**Stated exercise 1:** Copy the passage about caching below word for word.

--- Passage given ---

Hey guys, what if we talk about caching today?

For a time there have been some pre-PRs where we've introduced several useful tools to be able to stress test the manager module because, there were some performance problems when requesting for the osdmap with a lot of osds. Here #41260 we used the injector to be able to change the size of the osdmap and also we needed something to call the get_python("osd_map") so we made this cli module to expose the get method(#41150).

We discussed adding cache to different layers as per https://tracker.ceph.com/issues/48388 but, we agreed upon delivering it in the c++ side since it's closer to where we create the PyObjects and also, because it would be shared across all the different python modules. Furthermore, having a shared cache implemented in python would have been more tricky.

About the TTLCache, I've added a header file TTLCache.h in the mgr folder with a simple implementation so we could have a PoC that in fact, this could improve the overall performance.

There are some problems still that need to be addressed. One of them being how to retrieve the memory size used by a PyObject which I marked as todo because it needs some further testing.

--- Provided records ---

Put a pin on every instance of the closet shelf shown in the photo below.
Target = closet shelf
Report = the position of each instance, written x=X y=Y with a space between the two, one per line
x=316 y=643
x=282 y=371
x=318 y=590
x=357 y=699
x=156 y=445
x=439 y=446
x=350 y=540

---

**Stated exercise 2:** Reproduce all of the entries above line for line, with no changes.

**Exercise output 1:**
Hey guys, what if we talk about caching today?

For a time there have been some pre-PRs where we've introduced several useful tools to be able to stress test the manager module because, there were some performance problems when requesting for the osdmap with a lot of osds. Here #41260 we used the injector to be able to change the size of the osdmap and also we needed something to call the get_python("osd_map") so we made this cli module to expose the get method(#41150).

We discussed adding cache to different layers as per https://tracker.ceph.com/issues/48388 but, we agreed upon delivering it in the c++ side since it's closer to where we create the PyObjects and also, because it would be shared across all the different python modules. Furthermore, having a shared cache implemented in python would have been more tricky.

About the TTLCache, I've added a header file TTLCache.h in the mgr folder with a simple implementation so we could have a PoC that in fact, this could improve the overall performance.

There are some problems still that need to be addressed. One of them being how to retrieve the memory size used by a PyObject which I marked as todo because it needs some further testing.

**Exercise output 2:**
Put a pin on every instance of the closet shelf shown in the photo below.
Target = closet shelf
Report = the position of each instance, written x=X y=Y with a space between the two, one per line
x=316 y=643
x=282 y=371
x=318 y=590
x=357 y=699
x=156 y=445
x=439 y=446
x=350 y=540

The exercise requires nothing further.